* TASK 1
The sermon on the migration of faiths names the means by which religions have expressed the meaning of man's experience. List each of those means.
* TASK 2
Please write out the passage of the sermon on the migration of faiths starting with "Religious faiths migrate" and going on through "for moral relevance.".
* TASK 3
Continue the sermon on the migration of faiths from where it stops.

* SELECTED TEXT
Wednesday, January 14, 2009

The Migration of Faiths – The Newer Frameworks of Universalism

January 27, 1963
Rochester

Sermon Series: Our Judeo-Christian Heritage
18. The Migration of Faiths – The Newer Frameworks of Universalism

Religious faiths migrate from culture to culture and from age to age. Ideas take on some of the coloration of different cultural settings. The intrusion of the new or different faith can alter the territory into which it moves. There are newer frameworks fit for our Unitarian Universalist faith if we have the imagination and courage to express a religious creation which will both challenge the critic and sustain those who are hungry for moral relevance.

Will you consider first the attractive possibilities and realistic limitations on Unitarian Universalism as a “world faith,” or as a “faith for one world.” Then, will you look at the new areas of discovery where our faith should be in the scene, clearly and forcefully.

Many among us have urged fuller recognition that our faith has grown beyond Christianity. Most of us believe that Christianity is one among many religions of the world. All the religions which man has served have attempted to comprehend the world of man’s experience; to express that meaning in scripture, sacrifice, meditation or prayer; and to list man’s ethical obligations which arise because of the nature of the faith. Recognizing the reality of different emphases and convictions, we have asserted the right of each man to seek his own expression of religious faith.

(Segmentation dataset records)
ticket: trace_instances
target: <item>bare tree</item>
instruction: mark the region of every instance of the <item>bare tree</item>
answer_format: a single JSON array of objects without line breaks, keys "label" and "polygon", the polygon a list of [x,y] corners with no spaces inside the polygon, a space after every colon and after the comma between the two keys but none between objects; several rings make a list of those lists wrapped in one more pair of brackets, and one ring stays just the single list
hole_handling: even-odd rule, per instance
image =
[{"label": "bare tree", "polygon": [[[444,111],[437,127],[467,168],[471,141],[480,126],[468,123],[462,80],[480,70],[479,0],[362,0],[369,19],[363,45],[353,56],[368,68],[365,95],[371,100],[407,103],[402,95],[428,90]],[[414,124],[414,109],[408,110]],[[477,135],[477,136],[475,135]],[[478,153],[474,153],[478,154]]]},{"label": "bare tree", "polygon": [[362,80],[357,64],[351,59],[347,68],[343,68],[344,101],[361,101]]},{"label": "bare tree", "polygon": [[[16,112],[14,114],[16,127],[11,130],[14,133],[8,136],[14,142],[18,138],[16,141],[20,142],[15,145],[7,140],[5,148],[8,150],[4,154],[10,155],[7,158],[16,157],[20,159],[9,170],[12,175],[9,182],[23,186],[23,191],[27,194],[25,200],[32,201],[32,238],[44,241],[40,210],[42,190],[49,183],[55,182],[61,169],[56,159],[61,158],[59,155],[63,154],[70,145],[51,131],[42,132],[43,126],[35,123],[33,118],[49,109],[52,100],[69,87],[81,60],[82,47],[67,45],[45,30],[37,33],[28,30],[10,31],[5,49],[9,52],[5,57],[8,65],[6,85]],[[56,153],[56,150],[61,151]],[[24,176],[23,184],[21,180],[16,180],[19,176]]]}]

* TASK RESULT 1
scripture, sacrifice, meditation, prayer

* TASK RESULT 2
Religious faiths migrate from culture to culture and from age to age. Ideas take on some of the coloration of different cultural settings. The intrusion of the new or different faith can alter the territory into which it moves. There are newer frameworks fit for our Unitarian Universalist faith if we have the imagination and courage to express a religious creation which will both challenge the critic and sustain those who are hungry for moral relevance.

* TASK RESULT 3
This recognition that neither Christianity nor any other singular religion has sole claim to truth or a unique right to the obedience of all men has led some to hope that it would lead one day to faith for one world. From the many, the best would be selected to create a faith gathered from all religious cultures, soliciting the allegiance of all who have dreamed of one faith in one world. The acceleration of the meeting and mixing of cultures has stimulated expectations among those who cherish this dream.

There are also those who reject flatly the hope of one faith in one world. They point out with considerable insight that a great religion cannot be created by selecting the dishes that appear most appetizing in a smörgåsbord of religions from all times and places. Religion may be one human experience, both individual and social, which cannot by synthesized.

There is much to be said for this dis-enchanted appraisal of one faith for one world. Every religion bears the scars of its origins in geography, climate, historical beginnings, and usually, the imprint of a great founding personality. To blend the best of all these into a faith both relevant and satisfying would be neither possible nor desirable. Furthermore, because tastes and needs differ, there could be no common consent as to the most desirable parts of Judaism, Christianity, Buddhism, Islam, Hinduism and the historic religions of China to make up the truest and best religion for one world.

But the formidable assignment of synthesizing a world religion need not prevent us from appreciating the best of all historic religions. In all honesty, the “best” is what appeals to the individual. Usually, but not always, this is the body of humanitarian wisdom and ethical urgency found in the great religions. Sometimes we are encouraged by an emphasis which seems universal – the Golden Rule, for example. Other times we are appreciative of religious expressions which lift up the spirits of others, even though we do not respond similarly. Then again, we may acquire affection and respect for the unlimited commitment of men and women of high dedication in any faith.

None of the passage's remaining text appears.